=== Fragmento del documento ===
● ● ● ●
Máxima Acuña de
Chaupe, rodeada y hostigada por la empresa minera Yanacocha
Malicia extractivista
en Perú
9 de febrero de 2016
9 de febrero de 2016
Por Eduardo Gudynas (Rebelión)
La enorme corporación minera intentó por todos
los medios echar a esa familia
campesina. Usaron policías, guardias, periodistas, juicios, y muchas otras
armas. Pero es una familia testaruda, con una mujer arraigada a su tierra en
los Andes del norte de Perú, que resiste con todas sus fuerzas y no cede. Como
no pudieron echarla ahora destruyen sus cultivos de alimentos y su perro es
encontrado herido. La malicia queda de esta manera al desnudo.
Este es el contexto en el que viven Máxima
Acuña de Chaupe y su familia, en las sierras de Cajamarca. Rodeada y hostigada
por la empresa minera Yanacocha, la que reclama la posesión de esas tierras. A
lo largo de los últimos años, esa corporación ha intentado de todo contra la familia Chaupe Acuña ,
desde entablarle juicios a ingresar en sus predios, desde denuncias en la
prensa convencional a destruir algunas de sus construcciones.
Yanococha, la minera de oro más grande de
América Latina, un consorcio entre las corporaciones Newmont, la peruana Minas
Buenaventura , y la Corporación
Financiera Internacional (del Banco Mundial), aparece tan
obsesionada con esta situación que en los últimos meses pasó a vigilar el
predio de Máxima Acuña con un dron que la sobrevolaba y la filmaba, e inclusive
con la instalación de cámaras fijas.
Dando otro paso, el pasado 2 de febrero los
cultivos de papas de la familia fueron destruidos por personal de la empresa
minera (amparados en una controvertida medida judicial). Según relata Daniel
Chaupe, unos 150 hombres, entre agentes de seguridad privada de la minera Yanacocha
y policías nacionales, ingresaron a uno de los predios destruyendo dos
sembradíos de papas. Era el alimento que esperaban cosechar en un par de meses
para la alimentación familiar. Unos días antes, el 30 de enero, el perro guardián
de la familia apareció acuchillado. No pasó desapercibido que Daniel Chaupe
contara que cuanto reclamó a los policías y agentes en defensa de su sembrío,
solo recibió risas y amenazas: “Ya ves lo que hemos hecho con tu perro, ahora
con tu sembrío, mañana te toca a ti”, le dijeron (1). La amenaza es muy clara.
Estas y otras acciones de hostigamiento han
despertado múltiples reacciones en defensa de la familia Chaupe Acuña.
● ● ● ●
=== Enunciado de tarea ===
Devuelve, copiado literalmente, el tramo del texto sobre Máxima Acuña que va desde “Este es el contexto” hasta “de cámaras fijas.”.
● ● ● ●
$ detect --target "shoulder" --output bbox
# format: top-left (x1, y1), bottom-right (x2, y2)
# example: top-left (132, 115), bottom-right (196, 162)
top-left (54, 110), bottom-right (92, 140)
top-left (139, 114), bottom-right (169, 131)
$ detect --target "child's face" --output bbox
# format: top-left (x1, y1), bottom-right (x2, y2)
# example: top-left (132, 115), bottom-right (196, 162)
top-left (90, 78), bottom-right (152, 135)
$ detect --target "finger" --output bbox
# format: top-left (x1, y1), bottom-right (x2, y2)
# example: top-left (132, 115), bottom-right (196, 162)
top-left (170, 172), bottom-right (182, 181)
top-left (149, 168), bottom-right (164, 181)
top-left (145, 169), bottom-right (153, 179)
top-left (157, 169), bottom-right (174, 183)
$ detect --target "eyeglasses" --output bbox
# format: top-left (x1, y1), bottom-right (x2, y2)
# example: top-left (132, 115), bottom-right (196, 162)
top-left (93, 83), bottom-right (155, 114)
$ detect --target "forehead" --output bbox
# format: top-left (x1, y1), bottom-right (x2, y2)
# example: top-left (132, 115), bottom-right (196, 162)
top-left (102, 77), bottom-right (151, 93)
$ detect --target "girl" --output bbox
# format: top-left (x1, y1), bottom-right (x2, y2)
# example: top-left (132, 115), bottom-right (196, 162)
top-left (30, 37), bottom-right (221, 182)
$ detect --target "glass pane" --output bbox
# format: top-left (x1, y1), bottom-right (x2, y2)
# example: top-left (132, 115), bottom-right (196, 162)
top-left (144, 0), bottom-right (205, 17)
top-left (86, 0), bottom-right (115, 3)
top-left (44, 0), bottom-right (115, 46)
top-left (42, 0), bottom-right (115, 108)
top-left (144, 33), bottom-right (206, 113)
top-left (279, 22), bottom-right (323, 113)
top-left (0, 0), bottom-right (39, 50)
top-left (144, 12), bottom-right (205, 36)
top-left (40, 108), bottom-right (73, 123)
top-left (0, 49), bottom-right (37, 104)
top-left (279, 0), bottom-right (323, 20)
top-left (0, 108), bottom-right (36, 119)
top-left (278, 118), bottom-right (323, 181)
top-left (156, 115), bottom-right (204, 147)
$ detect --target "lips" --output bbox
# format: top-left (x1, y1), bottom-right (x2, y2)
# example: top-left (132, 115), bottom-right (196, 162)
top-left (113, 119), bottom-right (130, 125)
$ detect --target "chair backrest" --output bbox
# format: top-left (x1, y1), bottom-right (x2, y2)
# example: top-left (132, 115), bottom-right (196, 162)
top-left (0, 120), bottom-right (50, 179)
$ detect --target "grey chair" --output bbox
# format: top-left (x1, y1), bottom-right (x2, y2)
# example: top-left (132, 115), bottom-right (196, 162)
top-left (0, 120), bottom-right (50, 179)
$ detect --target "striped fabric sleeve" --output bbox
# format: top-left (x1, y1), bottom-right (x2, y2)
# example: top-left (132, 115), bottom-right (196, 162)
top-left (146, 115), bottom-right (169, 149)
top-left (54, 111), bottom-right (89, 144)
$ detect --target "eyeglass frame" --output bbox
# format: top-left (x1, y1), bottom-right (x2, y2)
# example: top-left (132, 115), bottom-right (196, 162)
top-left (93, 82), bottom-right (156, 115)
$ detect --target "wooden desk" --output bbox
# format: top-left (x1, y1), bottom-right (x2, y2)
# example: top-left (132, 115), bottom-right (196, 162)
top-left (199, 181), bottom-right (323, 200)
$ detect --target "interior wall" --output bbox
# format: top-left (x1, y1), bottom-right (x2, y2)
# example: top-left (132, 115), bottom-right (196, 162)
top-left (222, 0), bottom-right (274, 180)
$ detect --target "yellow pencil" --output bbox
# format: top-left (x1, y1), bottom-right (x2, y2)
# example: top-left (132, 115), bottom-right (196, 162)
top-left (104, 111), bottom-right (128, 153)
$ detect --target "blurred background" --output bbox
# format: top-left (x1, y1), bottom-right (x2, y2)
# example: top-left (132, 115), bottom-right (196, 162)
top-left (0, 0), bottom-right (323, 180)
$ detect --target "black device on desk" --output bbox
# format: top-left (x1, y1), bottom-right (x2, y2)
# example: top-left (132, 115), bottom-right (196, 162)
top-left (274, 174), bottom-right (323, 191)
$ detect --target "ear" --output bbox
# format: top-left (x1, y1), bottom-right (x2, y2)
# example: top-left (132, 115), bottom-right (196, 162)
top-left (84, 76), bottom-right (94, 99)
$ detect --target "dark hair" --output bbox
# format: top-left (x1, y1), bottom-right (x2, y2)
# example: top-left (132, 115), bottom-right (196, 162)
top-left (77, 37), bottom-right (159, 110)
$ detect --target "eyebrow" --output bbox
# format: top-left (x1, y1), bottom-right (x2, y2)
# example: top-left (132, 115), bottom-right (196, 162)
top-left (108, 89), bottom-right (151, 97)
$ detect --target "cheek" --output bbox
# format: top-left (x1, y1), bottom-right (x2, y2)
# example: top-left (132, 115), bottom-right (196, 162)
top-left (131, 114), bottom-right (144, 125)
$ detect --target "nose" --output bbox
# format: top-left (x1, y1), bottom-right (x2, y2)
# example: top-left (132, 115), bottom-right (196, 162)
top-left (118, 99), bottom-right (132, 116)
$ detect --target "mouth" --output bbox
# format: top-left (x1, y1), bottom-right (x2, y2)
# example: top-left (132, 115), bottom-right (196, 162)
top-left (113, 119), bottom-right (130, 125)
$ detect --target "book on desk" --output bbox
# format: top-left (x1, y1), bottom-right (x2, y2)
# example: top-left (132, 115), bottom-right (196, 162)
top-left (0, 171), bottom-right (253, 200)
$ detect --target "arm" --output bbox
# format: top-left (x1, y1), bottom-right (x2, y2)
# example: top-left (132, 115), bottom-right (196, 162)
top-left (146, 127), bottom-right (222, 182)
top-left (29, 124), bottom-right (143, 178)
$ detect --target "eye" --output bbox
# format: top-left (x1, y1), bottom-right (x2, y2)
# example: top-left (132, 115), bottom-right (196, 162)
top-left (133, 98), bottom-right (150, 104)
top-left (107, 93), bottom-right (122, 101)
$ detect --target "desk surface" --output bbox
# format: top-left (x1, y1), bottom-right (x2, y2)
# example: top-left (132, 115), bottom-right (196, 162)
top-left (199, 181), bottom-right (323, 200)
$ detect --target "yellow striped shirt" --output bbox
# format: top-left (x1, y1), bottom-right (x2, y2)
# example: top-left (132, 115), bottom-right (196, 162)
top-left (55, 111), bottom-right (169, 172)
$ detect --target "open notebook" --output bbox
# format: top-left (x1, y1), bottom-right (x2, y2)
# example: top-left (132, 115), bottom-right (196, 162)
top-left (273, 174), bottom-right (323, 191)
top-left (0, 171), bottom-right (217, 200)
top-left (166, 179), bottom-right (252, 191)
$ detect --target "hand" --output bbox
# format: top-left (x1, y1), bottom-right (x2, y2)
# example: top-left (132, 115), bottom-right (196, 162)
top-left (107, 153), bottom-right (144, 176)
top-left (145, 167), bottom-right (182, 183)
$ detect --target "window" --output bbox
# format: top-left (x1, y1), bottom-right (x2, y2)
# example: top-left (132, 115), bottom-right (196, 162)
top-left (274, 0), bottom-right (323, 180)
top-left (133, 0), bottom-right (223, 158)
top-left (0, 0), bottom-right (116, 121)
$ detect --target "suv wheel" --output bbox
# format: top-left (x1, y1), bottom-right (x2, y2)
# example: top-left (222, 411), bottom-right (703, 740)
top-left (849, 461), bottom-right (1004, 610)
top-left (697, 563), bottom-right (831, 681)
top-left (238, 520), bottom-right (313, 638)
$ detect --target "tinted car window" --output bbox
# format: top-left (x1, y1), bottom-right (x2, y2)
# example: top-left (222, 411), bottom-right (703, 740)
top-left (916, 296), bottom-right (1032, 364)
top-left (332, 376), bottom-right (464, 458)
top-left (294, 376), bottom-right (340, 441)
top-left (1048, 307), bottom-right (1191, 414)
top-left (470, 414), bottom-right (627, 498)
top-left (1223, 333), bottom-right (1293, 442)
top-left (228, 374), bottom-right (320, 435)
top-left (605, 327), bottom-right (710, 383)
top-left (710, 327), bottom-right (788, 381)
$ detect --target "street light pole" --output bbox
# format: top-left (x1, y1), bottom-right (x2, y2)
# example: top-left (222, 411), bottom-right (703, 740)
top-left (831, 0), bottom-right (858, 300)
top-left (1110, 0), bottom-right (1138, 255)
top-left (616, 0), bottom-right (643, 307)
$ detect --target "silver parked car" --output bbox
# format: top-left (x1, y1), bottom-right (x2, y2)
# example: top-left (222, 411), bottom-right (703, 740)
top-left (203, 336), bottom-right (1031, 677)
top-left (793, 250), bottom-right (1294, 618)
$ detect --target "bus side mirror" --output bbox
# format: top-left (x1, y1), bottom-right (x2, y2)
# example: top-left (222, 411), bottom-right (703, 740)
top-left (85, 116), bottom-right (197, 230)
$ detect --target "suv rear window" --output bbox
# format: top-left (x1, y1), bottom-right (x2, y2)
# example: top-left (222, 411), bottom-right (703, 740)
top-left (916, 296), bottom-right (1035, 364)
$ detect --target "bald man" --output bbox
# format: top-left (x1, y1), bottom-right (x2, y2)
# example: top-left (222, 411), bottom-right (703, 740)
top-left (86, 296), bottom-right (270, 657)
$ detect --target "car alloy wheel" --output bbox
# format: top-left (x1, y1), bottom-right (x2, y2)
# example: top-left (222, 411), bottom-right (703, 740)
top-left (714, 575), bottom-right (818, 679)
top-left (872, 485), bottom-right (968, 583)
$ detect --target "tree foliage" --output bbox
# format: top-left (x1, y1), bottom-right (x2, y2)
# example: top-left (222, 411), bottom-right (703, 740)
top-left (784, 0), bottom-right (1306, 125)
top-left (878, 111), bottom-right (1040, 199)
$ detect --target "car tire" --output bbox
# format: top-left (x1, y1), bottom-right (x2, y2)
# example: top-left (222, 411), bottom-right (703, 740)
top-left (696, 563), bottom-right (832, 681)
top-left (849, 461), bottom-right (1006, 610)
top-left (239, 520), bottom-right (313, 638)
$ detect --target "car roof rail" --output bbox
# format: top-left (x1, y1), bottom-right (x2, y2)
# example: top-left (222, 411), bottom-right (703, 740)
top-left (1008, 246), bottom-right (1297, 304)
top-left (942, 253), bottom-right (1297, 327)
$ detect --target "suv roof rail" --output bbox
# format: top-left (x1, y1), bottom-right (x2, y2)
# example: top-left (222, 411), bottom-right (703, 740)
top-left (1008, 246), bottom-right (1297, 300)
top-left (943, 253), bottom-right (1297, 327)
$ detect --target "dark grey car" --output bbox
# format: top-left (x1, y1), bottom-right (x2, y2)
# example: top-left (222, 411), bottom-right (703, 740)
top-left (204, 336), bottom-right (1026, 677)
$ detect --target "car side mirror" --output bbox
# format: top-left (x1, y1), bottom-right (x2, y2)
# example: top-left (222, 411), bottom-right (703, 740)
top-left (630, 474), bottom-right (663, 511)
● ● ● ●
=== Respuesta escrita ===
Este es el contexto en el que viven Máxima
Acuña de Chaupe y su familia, en las sierras de Cajamarca. Rodeada y hostigada
por la empresa minera Yanacocha, la que reclama la posesión de esas tierras. A
lo largo de los últimos años, esa corporación ha intentado de todo contra la familia Chaupe Acuña ,
desde entablarle juicios a ingresar en sus predios, desde denuncias en la
prensa convencional a destruir algunas de sus construcciones.
Yanococha, la minera de oro más grande de
América Latina, un consorcio entre las corporaciones Newmont, la peruana Minas
Buenaventura , y la Corporación
Financiera Internacional (del Banco Mundial), aparece tan
obsesionada con esta situación que en los últimos meses pasó a vigilar el
predio de Máxima Acuña con un dron que la sobrevolaba y la filmaba, e inclusive
con la instalación de cámaras fijas.